Passage for review:
How Big Data Can Help the Poorest and Most Vulnerable Members of the Community
Thu, April 22, 2021

How Big Data Can Help the Poorest and Most Vulnerable Members of the Community

Big Data should cater to the needs of healthcare workers and the vulnerable, namely mothers and children / Photo Credit: Somkid Thongdee (via Shutterstock)

 

Dr. Naveen Rao of American weekly news magazine Time noted how big data and other digital innovations have the capability to change people’s lives for the better— or perhaps, the other way around. Most male farmers utilize technology to improve their livelihoods. Farmers in the poorest of communities use mobile applications to “aggregate data across farms and parse it using artificial intelligence.” 

The apps, which are often available at low cost, are useful in countries such as India, where more than half of its population is dependent on the agriculture sector. However, this technology is unavailable to community health workers, who protect their families and patients from diseases and provide health services in their community. Most of these health workers are women. They “write down by hand details about mothers and children visited and services administered.” They report the data to government recordkeepers, and they get nothing in return. 

Data should cater to the health of the poorest and vulnerable members of the community, namely mothers and children. -In remote and poor areas, big data could be transformative by “providing critical intelligence” to enable health workers to triage care and resources to the most vulnerable. Health workers are responsible for making quick decisions and recording the families who consult them. If big data is helpful to farmers, then imagine how it would make a health worker’s job more efficient and less taxing. 

Let’s say 10 mothers-to-be are visiting a health worker’s clinic, but they have time to attend to five patients. With big data, it would suggest which patient would “have the highest-risk pregnancies” and require immediate attention. When those mothers give birth, big data would also show which newborns would struggle to survive, prompting the health worker to intervene. 

Sadly, the minds behind technology and big data do not take the time to empower community health workers with data analytic tools. Since there is limited commercial opportunity, it inevitably leads to a lack of data infrastructure, information quality, talent, and investment. 

Governments and private sectors from all over the globe should see how technology is beneficial for everyone. Technology should help in reducing inequality and building a healthier world.

Questions on the material:
[a] According to the big data article, why are the low-cost farming apps useful in India?
[b] In the big data article, what are all the things that limited commercial opportunity leads to a lack of?
The records after this article are separate material and have nothing to do with it.

Supplied information:
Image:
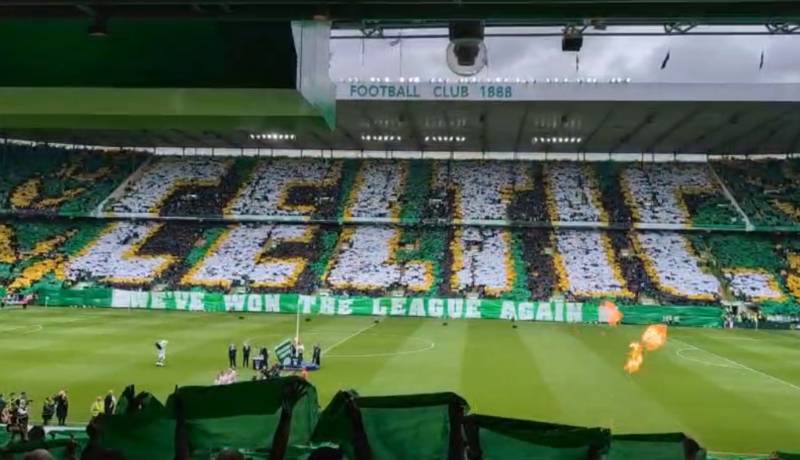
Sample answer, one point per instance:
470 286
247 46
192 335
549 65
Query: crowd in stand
376 259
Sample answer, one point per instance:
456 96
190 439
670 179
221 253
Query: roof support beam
731 143
630 135
672 128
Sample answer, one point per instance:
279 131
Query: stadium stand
500 230
281 418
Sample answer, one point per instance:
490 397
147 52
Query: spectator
48 410
62 407
97 407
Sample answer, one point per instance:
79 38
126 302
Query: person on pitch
161 347
109 403
300 351
246 355
265 357
316 356
232 355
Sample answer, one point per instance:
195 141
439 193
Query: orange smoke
653 338
613 314
635 358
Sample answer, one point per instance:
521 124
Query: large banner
429 307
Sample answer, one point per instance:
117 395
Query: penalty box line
358 332
739 365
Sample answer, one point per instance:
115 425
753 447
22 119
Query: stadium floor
735 391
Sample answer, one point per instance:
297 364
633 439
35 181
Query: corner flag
283 350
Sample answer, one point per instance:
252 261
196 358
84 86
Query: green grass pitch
734 391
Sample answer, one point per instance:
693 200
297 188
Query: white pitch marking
358 332
36 328
431 345
740 365
681 354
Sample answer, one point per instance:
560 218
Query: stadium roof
502 117
354 13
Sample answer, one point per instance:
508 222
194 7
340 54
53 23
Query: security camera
466 53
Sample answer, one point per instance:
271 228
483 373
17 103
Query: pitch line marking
430 346
358 332
681 354
36 328
740 365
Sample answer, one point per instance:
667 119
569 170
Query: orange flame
614 316
635 358
653 338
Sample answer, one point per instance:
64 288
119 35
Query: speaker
572 42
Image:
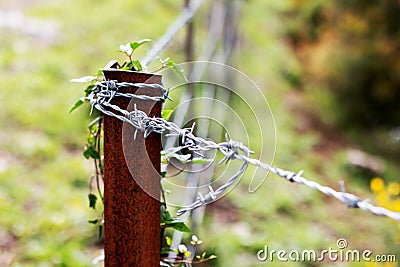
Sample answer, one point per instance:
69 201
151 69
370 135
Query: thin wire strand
230 149
185 16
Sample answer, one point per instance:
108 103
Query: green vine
93 150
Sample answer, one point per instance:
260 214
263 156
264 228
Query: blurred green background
329 69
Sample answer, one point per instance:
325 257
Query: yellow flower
377 185
393 188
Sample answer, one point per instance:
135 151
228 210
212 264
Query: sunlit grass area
44 178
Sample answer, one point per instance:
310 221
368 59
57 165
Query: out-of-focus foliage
351 48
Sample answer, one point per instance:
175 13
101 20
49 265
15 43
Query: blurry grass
43 205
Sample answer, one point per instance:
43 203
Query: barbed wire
101 97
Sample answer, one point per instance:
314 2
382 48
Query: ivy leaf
78 103
92 201
95 221
91 152
178 225
84 79
135 45
200 161
95 121
166 113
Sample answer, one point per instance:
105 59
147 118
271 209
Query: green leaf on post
135 45
78 103
166 113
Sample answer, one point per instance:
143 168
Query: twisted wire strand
101 97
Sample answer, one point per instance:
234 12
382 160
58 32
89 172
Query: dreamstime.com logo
339 254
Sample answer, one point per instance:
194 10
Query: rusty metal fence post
131 214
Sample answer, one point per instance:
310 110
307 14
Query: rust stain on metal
132 216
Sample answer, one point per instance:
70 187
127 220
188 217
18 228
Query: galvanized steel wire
101 97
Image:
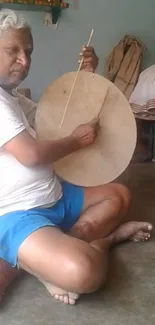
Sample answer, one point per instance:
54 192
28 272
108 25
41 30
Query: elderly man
58 232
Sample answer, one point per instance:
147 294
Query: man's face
16 47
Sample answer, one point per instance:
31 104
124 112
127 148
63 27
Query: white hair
10 19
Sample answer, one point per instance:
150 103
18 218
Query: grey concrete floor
129 294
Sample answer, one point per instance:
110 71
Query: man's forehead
20 37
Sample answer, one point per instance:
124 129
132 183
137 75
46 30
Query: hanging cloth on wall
123 64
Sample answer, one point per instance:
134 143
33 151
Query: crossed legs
76 263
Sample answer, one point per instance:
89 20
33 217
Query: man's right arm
30 152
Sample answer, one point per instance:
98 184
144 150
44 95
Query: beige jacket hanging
122 66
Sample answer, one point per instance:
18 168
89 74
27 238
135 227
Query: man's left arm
90 59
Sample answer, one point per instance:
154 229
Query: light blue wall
56 51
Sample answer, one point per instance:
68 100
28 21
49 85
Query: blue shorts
16 226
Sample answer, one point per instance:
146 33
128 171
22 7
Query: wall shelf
36 5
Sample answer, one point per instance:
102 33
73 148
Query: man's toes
142 236
72 301
147 226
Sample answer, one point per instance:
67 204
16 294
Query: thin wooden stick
66 107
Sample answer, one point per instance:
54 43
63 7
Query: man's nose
23 59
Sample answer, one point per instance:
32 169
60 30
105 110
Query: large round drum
93 95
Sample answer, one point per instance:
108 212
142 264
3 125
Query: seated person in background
58 232
141 99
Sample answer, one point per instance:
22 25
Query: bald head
16 46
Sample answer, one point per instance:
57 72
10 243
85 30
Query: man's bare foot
59 294
134 230
7 275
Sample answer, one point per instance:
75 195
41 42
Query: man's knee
87 274
123 195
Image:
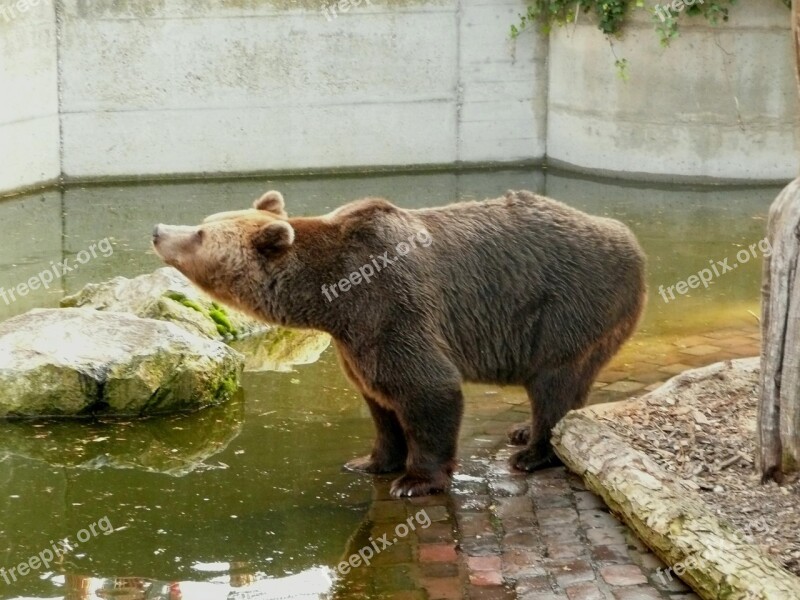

Set of answers:
[a] They are useful in India because more than half of its population depends on the agriculture sector.

[b]
- Data infrastructure
- Information quality
- Talent
- Investment